Задания:
**A.** Как называлась брошюра Пчелинцева, упомянутая в отрывке текста?
**B.** Пожалуйста, обновите отрывок текста: перепишите его от слов «Все правильно –» до слов «механизм стал поддаваться.» включительно, заменив «плащ-палаткой» на «шинелью».

Впрочем, среди снайперов поклонники у «светы» были.
Летом 1942 года старший лейтенант В.Н. Пчелинцев, воевавший на Ленинградском фронте, подарил мне свою брошюру «Как я стал снайпером», изданную небольшим тиражом в Москве и распространяемую на фронте в качестве учебно-пропагандистского пособия. В ней есть фотография, где Пчелинцев показывает устройство «СВТ-40» новобранцам. Он пишет:
«Первым успехом я обязан своему оружию. Винтовка для воина – его лучший друг. Отдашь ей заботу и внимание, и она тебя никогда не подведет. Оберегать винтовку, держать ее в чистоте, устранять малейшие неисправности, В МЕРУ СМАЗЫВАТЬ, отрегулировать все части, хорошо пристрелять – таким у снайпера должно быть отношение к своему оружию. При этом не лишнее будет знать и то, что, несмотря на их стандартность, в принципе одинаковых винтовок нет. Как говорится, у каждой свой характер. Проявляться этот характер может и в степени упругости различных пружин, и в легкости скольжения затвора, и в мягкости или жесткости спускового крючка, и в состоянии канала ствола, его изношенности и т. д. Нередко голодный и продрогший от холода, возвращался я с “охоты” и прежде всего принимался за чистку оружия, приводил его в порядок. Это – закон для снайпера…»
Все правильно – «оберегать винтовку, держать в чистоте, устранять малейшие неисправности…» Я постаралась укрыть плащ-палаткой «свету» от пыли, опускающейся облаком на мой окоп, но, видимо, не успела. Затвор при нажатии на спусковой крючок не сработал. Требовалось устранить эту неисправность. Я склонилась над ружьем, но каска мне мешала. Помянув черта, я сняла стальной шлем и положила его на дно окопа, затем взялась за рукоять затвора. Вроде бы механизм стал поддаваться.

[Собранные записи данных]
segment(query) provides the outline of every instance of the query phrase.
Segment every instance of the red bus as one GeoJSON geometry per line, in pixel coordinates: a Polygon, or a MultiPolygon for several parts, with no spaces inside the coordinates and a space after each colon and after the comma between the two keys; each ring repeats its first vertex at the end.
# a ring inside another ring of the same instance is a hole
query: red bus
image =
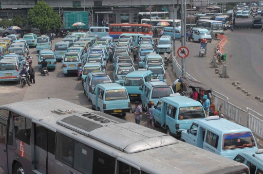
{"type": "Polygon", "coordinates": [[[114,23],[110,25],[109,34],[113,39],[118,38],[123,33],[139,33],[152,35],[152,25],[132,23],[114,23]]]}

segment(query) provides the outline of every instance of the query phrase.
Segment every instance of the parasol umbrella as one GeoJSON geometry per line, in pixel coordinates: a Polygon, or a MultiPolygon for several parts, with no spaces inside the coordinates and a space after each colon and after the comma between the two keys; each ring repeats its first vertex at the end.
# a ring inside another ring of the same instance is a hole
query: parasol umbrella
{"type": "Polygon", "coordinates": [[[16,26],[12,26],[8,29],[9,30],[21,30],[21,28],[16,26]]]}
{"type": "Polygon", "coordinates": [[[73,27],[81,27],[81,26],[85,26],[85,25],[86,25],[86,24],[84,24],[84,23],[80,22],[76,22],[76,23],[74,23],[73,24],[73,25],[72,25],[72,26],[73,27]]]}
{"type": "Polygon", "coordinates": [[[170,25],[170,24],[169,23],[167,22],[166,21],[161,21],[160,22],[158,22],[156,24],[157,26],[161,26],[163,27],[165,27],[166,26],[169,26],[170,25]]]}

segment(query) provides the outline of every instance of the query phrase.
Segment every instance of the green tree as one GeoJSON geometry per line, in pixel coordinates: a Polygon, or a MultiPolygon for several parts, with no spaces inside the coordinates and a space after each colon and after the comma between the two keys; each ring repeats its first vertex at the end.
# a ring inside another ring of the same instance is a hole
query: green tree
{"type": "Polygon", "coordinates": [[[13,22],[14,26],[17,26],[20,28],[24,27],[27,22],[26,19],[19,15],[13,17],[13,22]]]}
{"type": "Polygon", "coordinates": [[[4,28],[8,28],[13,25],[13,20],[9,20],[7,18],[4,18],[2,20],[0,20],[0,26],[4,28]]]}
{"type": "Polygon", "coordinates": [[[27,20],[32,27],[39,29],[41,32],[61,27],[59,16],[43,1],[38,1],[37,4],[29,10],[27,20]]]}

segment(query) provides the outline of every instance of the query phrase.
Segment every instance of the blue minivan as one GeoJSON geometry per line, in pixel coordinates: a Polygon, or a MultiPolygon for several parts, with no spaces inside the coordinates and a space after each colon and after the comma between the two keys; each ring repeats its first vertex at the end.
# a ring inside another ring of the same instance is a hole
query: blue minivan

==

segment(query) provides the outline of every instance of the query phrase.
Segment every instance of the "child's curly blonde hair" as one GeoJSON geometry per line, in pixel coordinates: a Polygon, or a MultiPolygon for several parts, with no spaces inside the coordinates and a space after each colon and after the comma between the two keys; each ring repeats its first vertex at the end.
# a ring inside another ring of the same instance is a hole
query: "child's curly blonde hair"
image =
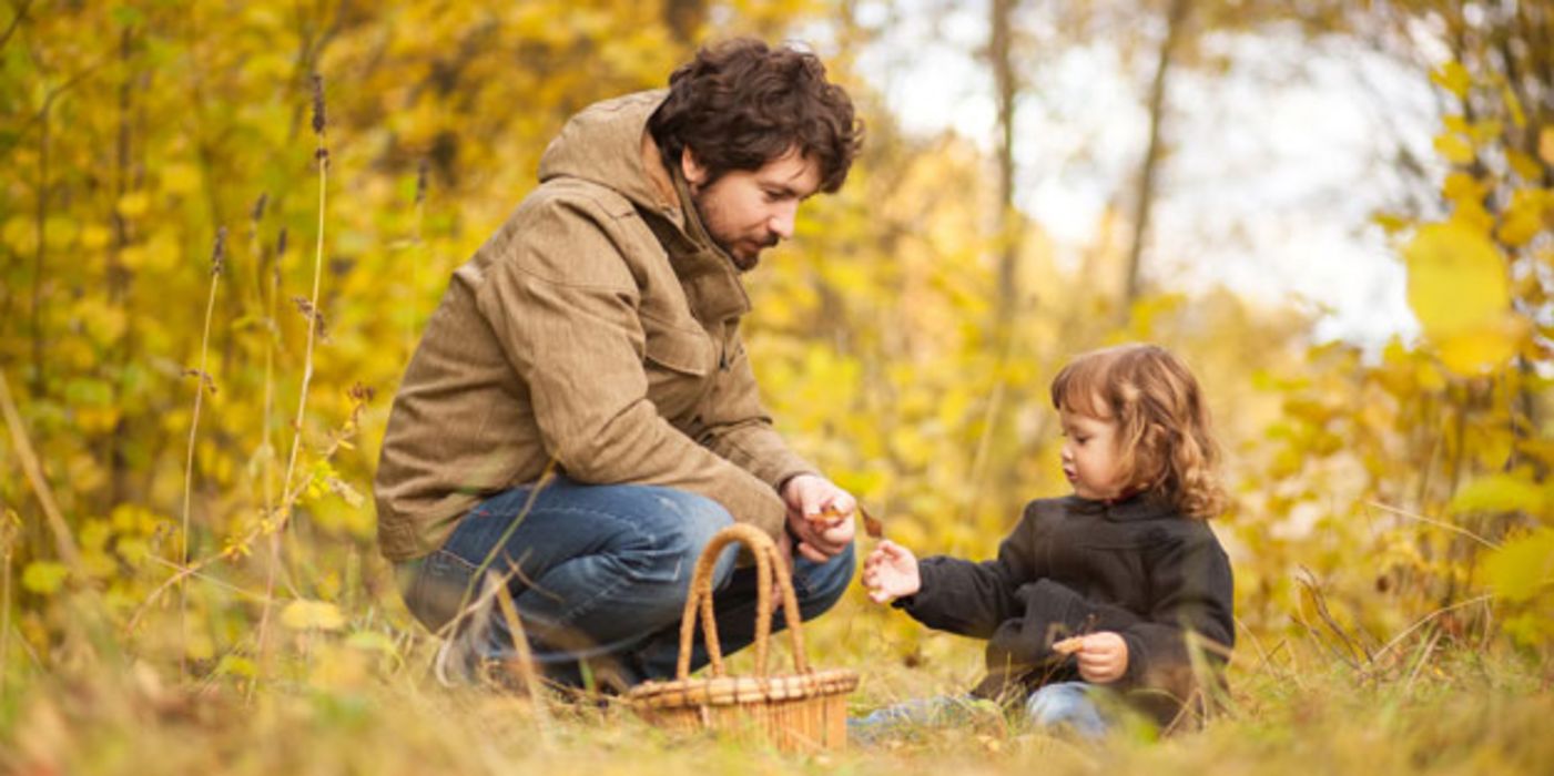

Ответы к заданиям:
**A.** «Как я стал снайпером».

**B.**
Все правильно – «оберегать винтовку, держать в чистоте, устранять малейшие неисправности…» Я постаралась укрыть шинелью «свету» от пыли, опускающейся облаком на мой окоп, но, видимо, не успела. Затвор при нажатии на спусковой крючок не сработал. Требовалось устранить эту неисправность. Я склонилась над ружьем, но каска мне мешала. Помянув черта, я сняла стальной шлем и положила его на дно окопа, затем взялась за рукоять затвора. Вроде бы механизм стал поддаваться.